§ Problem requirements
Carry on the passage about preserving herbs in oils and pesto, picking up right after its last sentence.

Fill clean, dry and preferably dark glass bottles with a good seal with your herbs and cover with the oil. Seal them nice and tight and store in a cool dark place for 3 to 4 weeks. Remember to label with the date and type of herb or mixture.

Try some thyme, oregano and two sage leaves, with a clove of garlic in some quality olive oil.

Infused oils typically last for 3 to 4 months.

Preserve herbs by making butters and pesto’s.

For a great pesto mix and blend together herbs, garlic, pine nuts and extra virgin olive oil season to taste with salt and pepper and enjoy. Pesto’s can also be frozen for later use making them a terrific way of storing summer herbs.

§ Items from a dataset
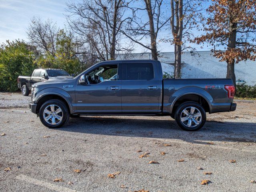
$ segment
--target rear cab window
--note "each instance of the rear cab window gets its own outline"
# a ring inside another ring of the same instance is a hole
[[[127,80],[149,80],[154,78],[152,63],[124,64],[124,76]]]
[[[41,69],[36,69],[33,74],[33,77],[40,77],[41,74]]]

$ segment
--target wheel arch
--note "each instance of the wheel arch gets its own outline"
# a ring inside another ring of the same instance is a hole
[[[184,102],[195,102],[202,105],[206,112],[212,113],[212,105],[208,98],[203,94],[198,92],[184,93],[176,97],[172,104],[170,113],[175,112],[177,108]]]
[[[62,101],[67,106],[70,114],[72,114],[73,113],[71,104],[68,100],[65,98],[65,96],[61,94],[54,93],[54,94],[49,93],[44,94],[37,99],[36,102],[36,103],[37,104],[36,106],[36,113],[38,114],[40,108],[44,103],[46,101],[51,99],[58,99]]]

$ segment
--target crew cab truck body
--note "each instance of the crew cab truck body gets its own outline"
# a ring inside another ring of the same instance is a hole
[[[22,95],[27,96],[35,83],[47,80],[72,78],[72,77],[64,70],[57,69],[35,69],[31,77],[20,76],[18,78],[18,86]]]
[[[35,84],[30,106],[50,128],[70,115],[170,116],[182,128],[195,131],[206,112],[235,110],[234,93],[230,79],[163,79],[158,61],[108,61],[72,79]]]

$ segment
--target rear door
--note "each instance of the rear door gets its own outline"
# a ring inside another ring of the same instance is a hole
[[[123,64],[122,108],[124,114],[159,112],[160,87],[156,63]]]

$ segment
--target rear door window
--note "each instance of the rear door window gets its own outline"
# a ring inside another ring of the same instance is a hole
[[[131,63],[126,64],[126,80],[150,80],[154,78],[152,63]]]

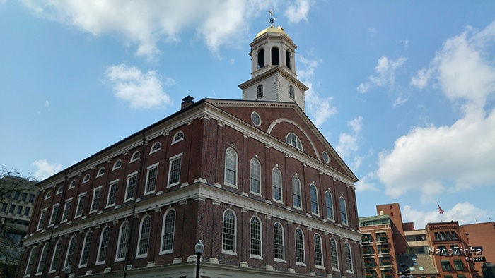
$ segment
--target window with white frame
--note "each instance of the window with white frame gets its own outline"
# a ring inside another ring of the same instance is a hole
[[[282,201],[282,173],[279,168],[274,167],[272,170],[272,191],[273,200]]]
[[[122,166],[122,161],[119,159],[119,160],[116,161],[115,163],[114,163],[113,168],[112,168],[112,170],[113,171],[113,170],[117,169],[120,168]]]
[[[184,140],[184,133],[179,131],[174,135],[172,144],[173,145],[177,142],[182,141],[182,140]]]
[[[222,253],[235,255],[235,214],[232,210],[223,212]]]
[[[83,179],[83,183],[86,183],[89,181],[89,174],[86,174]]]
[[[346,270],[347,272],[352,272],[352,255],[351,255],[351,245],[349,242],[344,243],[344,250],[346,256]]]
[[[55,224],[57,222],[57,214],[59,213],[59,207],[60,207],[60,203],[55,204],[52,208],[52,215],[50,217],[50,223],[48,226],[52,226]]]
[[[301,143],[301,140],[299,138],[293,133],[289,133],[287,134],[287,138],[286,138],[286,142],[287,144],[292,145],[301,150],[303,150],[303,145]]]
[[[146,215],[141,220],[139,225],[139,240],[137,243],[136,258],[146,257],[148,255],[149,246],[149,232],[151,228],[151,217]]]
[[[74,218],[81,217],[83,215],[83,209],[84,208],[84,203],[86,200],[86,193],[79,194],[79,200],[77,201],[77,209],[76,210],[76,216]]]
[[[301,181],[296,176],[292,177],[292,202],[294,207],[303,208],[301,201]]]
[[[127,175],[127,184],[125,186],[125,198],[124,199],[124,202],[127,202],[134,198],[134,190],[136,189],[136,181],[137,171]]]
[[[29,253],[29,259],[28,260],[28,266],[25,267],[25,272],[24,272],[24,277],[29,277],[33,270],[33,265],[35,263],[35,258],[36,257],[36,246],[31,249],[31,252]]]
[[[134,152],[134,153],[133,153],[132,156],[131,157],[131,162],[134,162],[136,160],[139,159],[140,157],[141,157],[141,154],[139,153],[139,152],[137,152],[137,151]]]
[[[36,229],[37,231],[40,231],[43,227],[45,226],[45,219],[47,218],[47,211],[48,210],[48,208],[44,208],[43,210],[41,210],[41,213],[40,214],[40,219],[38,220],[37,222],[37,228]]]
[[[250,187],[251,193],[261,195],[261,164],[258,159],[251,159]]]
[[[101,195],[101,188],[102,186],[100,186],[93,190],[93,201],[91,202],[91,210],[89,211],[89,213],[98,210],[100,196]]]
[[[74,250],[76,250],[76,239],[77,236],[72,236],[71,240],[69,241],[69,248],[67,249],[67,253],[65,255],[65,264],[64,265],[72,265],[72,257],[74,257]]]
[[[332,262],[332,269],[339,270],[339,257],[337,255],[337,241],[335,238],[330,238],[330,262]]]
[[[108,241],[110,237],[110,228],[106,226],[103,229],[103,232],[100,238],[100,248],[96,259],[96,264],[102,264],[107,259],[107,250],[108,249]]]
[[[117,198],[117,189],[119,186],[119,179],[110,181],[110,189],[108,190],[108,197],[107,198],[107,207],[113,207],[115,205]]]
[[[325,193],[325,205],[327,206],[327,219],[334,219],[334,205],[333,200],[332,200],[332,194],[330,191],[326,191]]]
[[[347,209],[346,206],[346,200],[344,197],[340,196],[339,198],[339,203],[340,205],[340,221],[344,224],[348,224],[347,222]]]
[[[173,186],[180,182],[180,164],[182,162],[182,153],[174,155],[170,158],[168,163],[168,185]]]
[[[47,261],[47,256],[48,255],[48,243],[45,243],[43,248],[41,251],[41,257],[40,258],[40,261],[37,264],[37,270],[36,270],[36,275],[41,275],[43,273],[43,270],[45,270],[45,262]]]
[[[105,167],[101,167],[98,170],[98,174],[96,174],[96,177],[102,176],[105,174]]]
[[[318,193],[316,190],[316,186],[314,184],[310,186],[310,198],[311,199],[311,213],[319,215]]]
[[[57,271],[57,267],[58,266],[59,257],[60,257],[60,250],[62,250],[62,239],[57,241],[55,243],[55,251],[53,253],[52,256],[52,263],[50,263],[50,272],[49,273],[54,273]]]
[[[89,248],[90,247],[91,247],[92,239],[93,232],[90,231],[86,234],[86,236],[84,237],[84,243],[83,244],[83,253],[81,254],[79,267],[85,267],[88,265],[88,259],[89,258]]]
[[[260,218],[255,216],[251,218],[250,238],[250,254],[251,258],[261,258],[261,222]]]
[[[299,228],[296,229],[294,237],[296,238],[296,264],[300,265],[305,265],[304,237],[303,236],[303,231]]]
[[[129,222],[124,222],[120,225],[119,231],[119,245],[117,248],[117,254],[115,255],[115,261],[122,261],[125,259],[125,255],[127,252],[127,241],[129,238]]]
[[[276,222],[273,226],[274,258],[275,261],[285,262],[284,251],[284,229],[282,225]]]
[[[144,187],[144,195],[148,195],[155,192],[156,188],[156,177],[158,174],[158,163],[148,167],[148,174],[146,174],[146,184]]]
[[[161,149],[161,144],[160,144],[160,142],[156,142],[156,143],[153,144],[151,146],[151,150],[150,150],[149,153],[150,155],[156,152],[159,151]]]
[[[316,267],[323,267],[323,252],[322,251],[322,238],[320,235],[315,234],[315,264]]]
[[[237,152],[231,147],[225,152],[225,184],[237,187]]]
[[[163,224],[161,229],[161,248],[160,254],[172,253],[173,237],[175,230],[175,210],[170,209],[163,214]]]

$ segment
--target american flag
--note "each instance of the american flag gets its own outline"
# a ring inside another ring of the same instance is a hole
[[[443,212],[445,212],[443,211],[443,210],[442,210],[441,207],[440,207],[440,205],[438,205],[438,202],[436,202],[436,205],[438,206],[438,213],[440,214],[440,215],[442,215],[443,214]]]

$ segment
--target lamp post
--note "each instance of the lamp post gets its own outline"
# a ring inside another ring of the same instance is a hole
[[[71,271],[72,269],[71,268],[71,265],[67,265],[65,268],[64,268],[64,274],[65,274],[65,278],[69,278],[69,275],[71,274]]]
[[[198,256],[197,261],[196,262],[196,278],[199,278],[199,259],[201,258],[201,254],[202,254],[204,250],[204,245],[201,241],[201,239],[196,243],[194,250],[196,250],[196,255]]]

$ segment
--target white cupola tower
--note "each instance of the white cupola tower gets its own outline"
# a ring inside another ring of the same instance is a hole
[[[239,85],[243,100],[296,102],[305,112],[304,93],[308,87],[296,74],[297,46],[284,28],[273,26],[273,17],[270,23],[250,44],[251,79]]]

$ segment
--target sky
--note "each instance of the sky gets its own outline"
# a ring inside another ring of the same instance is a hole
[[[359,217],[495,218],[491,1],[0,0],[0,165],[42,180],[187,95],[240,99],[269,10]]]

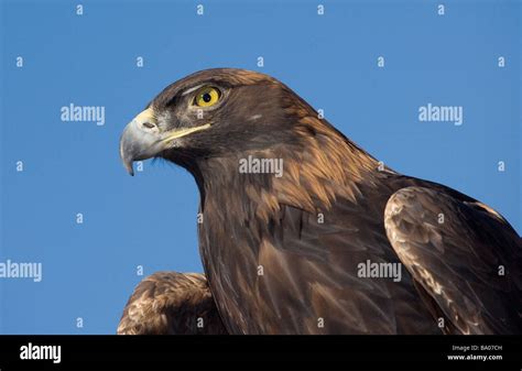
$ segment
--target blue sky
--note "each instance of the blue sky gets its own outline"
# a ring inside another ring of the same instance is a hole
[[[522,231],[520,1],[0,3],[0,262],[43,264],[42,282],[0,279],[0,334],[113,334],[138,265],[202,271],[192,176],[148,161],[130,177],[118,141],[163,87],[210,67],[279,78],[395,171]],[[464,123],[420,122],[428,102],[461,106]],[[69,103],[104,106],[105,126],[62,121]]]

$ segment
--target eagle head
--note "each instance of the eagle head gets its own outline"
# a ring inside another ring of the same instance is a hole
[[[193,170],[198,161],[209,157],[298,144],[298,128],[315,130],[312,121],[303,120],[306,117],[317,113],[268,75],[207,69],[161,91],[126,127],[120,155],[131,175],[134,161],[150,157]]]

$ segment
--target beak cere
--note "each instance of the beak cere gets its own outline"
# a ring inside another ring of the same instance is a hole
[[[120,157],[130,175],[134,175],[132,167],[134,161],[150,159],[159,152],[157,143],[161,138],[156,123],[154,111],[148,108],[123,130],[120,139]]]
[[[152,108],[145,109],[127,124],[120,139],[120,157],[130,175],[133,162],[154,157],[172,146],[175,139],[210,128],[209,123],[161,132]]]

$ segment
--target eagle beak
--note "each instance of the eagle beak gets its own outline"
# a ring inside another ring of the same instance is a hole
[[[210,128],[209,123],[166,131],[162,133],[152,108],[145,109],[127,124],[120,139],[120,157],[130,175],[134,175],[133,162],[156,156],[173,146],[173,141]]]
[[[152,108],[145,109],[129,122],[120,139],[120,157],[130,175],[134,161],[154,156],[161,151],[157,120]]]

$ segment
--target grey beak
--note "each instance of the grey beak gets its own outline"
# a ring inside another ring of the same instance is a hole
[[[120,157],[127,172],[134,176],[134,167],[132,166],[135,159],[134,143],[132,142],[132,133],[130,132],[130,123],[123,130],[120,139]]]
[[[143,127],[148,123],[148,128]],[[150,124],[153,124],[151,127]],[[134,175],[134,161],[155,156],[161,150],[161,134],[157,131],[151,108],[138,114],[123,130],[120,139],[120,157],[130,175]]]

==

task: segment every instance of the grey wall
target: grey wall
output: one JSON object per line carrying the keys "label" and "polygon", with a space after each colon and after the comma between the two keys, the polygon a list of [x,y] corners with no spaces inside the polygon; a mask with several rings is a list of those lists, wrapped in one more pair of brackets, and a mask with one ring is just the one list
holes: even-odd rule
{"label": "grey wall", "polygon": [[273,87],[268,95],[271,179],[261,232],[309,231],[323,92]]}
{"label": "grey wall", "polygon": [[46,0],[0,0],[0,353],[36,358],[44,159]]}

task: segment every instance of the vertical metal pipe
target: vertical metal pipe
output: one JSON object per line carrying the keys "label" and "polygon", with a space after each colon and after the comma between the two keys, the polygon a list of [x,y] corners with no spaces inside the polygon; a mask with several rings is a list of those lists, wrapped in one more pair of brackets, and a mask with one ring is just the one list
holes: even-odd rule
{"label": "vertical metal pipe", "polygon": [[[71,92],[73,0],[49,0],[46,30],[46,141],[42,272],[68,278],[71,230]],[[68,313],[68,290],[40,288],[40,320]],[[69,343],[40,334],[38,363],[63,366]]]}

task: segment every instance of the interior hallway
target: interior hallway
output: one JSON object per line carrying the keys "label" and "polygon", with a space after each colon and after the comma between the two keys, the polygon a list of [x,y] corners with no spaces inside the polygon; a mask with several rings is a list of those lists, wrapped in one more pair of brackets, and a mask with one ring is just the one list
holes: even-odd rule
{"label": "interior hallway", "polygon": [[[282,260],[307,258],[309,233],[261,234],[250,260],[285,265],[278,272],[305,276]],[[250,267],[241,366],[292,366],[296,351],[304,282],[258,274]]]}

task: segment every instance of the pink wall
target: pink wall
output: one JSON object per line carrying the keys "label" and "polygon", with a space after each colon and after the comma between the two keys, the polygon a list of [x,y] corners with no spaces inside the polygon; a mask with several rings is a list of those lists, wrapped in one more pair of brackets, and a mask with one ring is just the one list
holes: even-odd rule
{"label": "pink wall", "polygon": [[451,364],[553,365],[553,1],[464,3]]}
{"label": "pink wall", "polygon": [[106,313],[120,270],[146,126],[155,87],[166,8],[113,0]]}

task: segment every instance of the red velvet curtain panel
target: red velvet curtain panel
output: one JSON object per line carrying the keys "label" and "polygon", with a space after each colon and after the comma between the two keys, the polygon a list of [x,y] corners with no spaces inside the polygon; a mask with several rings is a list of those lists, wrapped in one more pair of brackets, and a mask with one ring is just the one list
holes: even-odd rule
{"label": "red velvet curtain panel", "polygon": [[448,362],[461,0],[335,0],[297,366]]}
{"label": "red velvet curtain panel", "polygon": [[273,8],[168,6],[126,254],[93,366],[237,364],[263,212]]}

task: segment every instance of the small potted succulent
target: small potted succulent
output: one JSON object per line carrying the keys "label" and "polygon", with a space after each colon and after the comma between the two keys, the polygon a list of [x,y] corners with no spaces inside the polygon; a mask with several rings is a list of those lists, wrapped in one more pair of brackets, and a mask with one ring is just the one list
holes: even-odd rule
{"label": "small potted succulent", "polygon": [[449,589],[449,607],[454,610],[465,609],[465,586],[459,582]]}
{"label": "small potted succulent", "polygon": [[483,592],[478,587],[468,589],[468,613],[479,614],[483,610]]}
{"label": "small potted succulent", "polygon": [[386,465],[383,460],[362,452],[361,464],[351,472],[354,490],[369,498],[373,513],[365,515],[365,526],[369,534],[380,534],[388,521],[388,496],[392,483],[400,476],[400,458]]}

==

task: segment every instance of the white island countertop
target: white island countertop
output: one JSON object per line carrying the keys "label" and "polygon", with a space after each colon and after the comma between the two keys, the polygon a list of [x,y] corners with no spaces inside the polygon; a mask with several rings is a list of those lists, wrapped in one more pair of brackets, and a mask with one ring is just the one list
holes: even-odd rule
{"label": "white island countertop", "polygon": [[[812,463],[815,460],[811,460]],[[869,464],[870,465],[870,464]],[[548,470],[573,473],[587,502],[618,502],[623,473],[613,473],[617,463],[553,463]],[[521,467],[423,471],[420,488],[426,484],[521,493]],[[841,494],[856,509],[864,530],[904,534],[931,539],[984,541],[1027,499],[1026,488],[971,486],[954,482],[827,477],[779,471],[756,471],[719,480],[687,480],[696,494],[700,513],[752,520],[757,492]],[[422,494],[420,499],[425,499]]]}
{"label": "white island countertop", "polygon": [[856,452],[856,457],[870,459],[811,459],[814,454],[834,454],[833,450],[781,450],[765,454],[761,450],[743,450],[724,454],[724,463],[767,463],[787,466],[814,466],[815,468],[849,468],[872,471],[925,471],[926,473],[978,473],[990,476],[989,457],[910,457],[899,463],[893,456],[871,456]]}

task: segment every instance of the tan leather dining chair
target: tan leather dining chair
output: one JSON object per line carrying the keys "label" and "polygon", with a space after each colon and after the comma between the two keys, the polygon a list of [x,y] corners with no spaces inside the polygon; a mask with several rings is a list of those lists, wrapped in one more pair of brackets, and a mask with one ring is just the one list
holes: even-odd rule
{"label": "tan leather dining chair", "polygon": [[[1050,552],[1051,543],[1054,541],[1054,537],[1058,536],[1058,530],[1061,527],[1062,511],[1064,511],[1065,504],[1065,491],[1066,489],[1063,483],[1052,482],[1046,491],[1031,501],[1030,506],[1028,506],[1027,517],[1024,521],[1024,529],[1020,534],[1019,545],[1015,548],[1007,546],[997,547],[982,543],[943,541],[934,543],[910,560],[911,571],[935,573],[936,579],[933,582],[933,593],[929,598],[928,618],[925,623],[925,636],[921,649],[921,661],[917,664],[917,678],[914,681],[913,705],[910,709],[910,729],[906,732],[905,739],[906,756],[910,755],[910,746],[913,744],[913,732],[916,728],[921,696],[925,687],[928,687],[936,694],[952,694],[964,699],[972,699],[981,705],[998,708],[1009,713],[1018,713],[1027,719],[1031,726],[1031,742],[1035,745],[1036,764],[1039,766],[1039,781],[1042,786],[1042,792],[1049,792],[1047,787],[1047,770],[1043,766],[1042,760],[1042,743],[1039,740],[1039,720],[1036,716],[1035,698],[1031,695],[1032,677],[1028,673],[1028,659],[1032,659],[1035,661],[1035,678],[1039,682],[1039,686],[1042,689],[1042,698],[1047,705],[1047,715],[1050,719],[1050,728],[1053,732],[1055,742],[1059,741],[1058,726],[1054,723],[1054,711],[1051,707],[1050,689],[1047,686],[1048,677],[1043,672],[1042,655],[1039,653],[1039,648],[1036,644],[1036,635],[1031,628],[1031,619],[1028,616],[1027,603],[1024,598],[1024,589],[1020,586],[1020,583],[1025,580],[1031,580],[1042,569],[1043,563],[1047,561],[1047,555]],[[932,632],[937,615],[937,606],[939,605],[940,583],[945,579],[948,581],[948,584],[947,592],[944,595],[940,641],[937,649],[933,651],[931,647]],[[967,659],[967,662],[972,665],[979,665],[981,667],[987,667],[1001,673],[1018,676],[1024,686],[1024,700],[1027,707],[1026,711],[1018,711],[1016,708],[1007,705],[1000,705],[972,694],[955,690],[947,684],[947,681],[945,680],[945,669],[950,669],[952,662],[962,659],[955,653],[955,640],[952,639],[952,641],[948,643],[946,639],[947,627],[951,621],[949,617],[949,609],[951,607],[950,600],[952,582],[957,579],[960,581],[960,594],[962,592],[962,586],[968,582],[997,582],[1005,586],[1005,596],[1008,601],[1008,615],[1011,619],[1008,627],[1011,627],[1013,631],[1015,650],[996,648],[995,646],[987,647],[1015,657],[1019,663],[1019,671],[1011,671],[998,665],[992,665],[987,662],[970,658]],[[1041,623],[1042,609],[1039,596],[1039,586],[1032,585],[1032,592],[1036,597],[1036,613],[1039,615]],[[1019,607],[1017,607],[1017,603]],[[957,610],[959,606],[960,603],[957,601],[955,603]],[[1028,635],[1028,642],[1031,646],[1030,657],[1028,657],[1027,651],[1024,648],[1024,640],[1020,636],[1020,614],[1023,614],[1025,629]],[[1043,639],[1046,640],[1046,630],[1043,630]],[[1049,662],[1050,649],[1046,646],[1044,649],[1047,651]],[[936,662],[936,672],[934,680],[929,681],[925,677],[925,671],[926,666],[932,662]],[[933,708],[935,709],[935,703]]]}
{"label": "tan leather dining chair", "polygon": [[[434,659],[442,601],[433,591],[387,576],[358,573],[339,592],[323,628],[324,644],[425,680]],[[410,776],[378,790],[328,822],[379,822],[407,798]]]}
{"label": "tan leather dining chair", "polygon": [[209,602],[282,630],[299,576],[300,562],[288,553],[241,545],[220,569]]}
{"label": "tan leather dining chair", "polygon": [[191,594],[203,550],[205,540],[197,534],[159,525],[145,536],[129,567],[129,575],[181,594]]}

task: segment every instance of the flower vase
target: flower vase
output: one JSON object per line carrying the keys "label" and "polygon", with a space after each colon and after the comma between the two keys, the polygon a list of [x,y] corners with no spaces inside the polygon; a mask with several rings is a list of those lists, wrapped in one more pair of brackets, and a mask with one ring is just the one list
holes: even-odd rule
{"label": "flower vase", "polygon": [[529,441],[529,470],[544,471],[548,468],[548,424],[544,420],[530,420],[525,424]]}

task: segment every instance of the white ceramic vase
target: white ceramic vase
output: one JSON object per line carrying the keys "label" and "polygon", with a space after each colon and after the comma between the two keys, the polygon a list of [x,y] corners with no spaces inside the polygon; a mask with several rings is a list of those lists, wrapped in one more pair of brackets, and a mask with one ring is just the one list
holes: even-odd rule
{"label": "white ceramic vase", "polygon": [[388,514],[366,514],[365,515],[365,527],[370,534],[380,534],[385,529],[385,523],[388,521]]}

§ Answer to this exercise
Flavoured butters are other great way to save some herbs. Mince together 1-part herbs to 2 parts softened butter, shape into a log or store in a freezer friendly container. Use slices of flavoured butter to melt over vegetables and meats or use to sauté in recipes for the taste of summer all winter long. Herb flavoured butters can easily be frozen and stored.

So, when the season comes to an end and its time to great your lushes overgrown summer herbs, remember there are many ways to make sure you enjoy the flavours of summer throughout the year. Preserving herbs can be easy and fun. Self-preserved herbs are always an exiting talking point at social gatherings and mealtimes and help you make the most of your garden throughout the year.